Rows of box annotation data:

=-=-=

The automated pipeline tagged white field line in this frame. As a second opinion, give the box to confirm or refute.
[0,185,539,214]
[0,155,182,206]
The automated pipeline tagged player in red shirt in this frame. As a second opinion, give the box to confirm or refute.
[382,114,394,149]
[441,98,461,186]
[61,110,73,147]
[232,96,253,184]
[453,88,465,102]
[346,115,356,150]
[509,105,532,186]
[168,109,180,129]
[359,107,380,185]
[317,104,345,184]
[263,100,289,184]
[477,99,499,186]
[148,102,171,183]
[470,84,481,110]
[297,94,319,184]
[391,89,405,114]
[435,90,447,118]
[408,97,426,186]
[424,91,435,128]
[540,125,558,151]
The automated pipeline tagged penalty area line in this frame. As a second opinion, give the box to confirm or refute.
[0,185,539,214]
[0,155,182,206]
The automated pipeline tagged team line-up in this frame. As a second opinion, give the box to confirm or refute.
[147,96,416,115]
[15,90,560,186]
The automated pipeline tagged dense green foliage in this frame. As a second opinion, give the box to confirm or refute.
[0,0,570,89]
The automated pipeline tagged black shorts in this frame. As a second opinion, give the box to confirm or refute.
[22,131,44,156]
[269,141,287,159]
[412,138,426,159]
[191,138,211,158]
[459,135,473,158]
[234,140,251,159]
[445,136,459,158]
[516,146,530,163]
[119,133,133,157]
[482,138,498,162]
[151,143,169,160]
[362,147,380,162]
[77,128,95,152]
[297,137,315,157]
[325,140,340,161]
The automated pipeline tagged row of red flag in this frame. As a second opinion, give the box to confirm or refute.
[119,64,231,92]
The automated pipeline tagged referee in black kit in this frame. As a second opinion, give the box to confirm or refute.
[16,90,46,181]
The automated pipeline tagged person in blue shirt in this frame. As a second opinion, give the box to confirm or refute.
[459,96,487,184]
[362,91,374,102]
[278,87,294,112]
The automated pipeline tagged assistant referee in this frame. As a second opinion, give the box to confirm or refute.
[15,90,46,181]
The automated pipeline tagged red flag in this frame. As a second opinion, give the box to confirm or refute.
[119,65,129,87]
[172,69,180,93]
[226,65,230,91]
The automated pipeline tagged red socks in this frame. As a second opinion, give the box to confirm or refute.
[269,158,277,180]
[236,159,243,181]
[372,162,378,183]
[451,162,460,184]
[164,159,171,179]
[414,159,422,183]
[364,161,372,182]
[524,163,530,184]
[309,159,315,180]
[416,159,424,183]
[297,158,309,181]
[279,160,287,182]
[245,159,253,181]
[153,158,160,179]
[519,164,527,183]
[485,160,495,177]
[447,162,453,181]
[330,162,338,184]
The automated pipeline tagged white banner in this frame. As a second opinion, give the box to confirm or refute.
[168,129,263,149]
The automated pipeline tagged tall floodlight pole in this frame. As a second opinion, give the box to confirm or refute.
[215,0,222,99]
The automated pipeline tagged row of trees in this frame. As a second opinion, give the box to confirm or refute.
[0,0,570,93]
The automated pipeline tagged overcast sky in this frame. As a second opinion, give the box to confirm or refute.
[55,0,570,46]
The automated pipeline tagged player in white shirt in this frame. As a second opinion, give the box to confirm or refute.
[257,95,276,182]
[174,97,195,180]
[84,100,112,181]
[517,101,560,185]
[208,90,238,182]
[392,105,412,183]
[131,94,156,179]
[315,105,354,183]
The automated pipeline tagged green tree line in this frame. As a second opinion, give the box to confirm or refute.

=-=-=

Given task:
Render every line of the items above as a Markdown table with the columns Row and Item line, numbering each row and leaving out any blank lines.

Task output:
| Row | Item line |
|---|---|
| 1 | The automated pipeline tagged white field line in this frame. As a second opinion, give the box to confirm or refute. |
| 2 | [0,185,539,214] |
| 3 | [0,155,182,206] |
| 4 | The automated pipeline tagged player in red shirt in this frame. As a second opinion, give the box to confirm or refute. |
| 5 | [382,114,394,149] |
| 6 | [441,98,461,186] |
| 7 | [61,110,73,147] |
| 8 | [232,96,253,184] |
| 9 | [453,88,465,102] |
| 10 | [346,115,356,150] |
| 11 | [509,105,532,186] |
| 12 | [168,109,180,129] |
| 13 | [359,107,380,185] |
| 14 | [317,104,345,184] |
| 15 | [263,100,289,184] |
| 16 | [477,99,499,186] |
| 17 | [148,102,171,183] |
| 18 | [470,84,481,110] |
| 19 | [297,94,319,184] |
| 20 | [391,89,405,114] |
| 21 | [435,90,447,118] |
| 22 | [408,97,426,186] |
| 23 | [424,91,435,128] |
| 24 | [540,125,558,151] |
| 25 | The automated pipeline tagged penalty area line in this frame. As a second opinion, give the box to confirm or refute. |
| 26 | [0,185,539,214] |
| 27 | [0,155,182,206] |
| 28 | The automated pipeline tagged team line-up in this frame. As a second opinion, give the box to confirm or refute. |
| 29 | [147,96,416,115] |
| 30 | [15,90,560,186] |
| 31 | The automated pipeline tagged dense green foliage in this frame. As a second opinion, give the box to confirm or refute. |
| 32 | [0,0,570,89] |
| 33 | The automated pipeline tagged black shorts in this frame. As a second opinion, give the box to confirm or refute. |
| 34 | [22,131,44,156] |
| 35 | [269,141,287,159] |
| 36 | [412,138,426,159] |
| 37 | [191,138,211,158] |
| 38 | [459,135,473,158] |
| 39 | [234,140,251,159] |
| 40 | [445,136,459,158] |
| 41 | [516,146,530,163] |
| 42 | [119,133,133,157] |
| 43 | [482,138,498,162] |
| 44 | [151,143,169,160] |
| 45 | [362,147,380,162] |
| 46 | [77,128,95,152] |
| 47 | [297,137,315,157] |
| 48 | [325,140,340,161] |
| 49 | The automated pipeline tagged row of red flag in this frame. As a second opinion, give the box to confirm or refute. |
| 50 | [119,64,231,92] |
| 51 | The automated pipeline tagged referee in black kit in this frame. As a second opinion, give the box to confirm or refute. |
| 52 | [16,90,46,181] |
| 53 | The automated pipeline tagged person in blue shirt in this frame. As a second opinion, give the box to confirm or refute. |
| 54 | [459,96,487,184] |
| 55 | [362,91,374,102] |
| 56 | [278,87,294,112] |
| 57 | The automated pipeline tagged assistant referee in this frame. As a second opinion, give the box to confirm or refute. |
| 58 | [15,90,46,181] |
| 59 | The automated pipeline tagged red flag in this frame. As a second opinion, give the box to confirm or refute. |
| 60 | [119,65,129,87] |
| 61 | [172,69,180,93] |
| 62 | [226,65,230,91] |
| 63 | The automated pipeline tagged red socks in this frame. As a second opinion, give the box to confirm or refute. |
| 64 | [269,158,277,180] |
| 65 | [236,159,243,181] |
| 66 | [372,162,378,183] |
| 67 | [451,162,460,184] |
| 68 | [164,159,171,179] |
| 69 | [414,159,422,183] |
| 70 | [364,161,372,182] |
| 71 | [524,163,530,184] |
| 72 | [309,159,315,180] |
| 73 | [416,159,424,183] |
| 74 | [297,158,309,181] |
| 75 | [279,160,287,182] |
| 76 | [245,159,253,181] |
| 77 | [153,158,160,179] |
| 78 | [519,164,527,183] |
| 79 | [485,160,495,177] |
| 80 | [447,162,453,181] |
| 81 | [330,162,338,184] |
| 82 | The automated pipeline tagged white banner in this frame. As a second opinion, give the box to confirm or refute. |
| 83 | [168,129,263,149] |
| 84 | The automated pipeline tagged tall floodlight pole in this frame. As a second opinion, give the box to confirm or refute. |
| 85 | [215,0,222,99] |
| 86 | The automated pipeline tagged row of trees in this frame. As a second opinion, give the box to confirm or refute. |
| 87 | [0,0,570,93] |
| 88 | The automated pipeline tagged overcast sky in this frame. As a second opinion, give the box to confirm or refute. |
| 89 | [55,0,570,46] |
| 90 | The automated pipeline tagged player in white shirt in this frame. As a second opinion, give the box to confirm or refute. |
| 91 | [257,95,276,182] |
| 92 | [174,97,195,180] |
| 93 | [84,100,112,181] |
| 94 | [517,101,560,185] |
| 95 | [208,90,238,182] |
| 96 | [392,105,412,183] |
| 97 | [131,94,156,179] |
| 98 | [315,105,354,183] |
| 99 | The automated pipeline tagged green tree line in this frame. As a second opinion, give the box to confirm or refute. |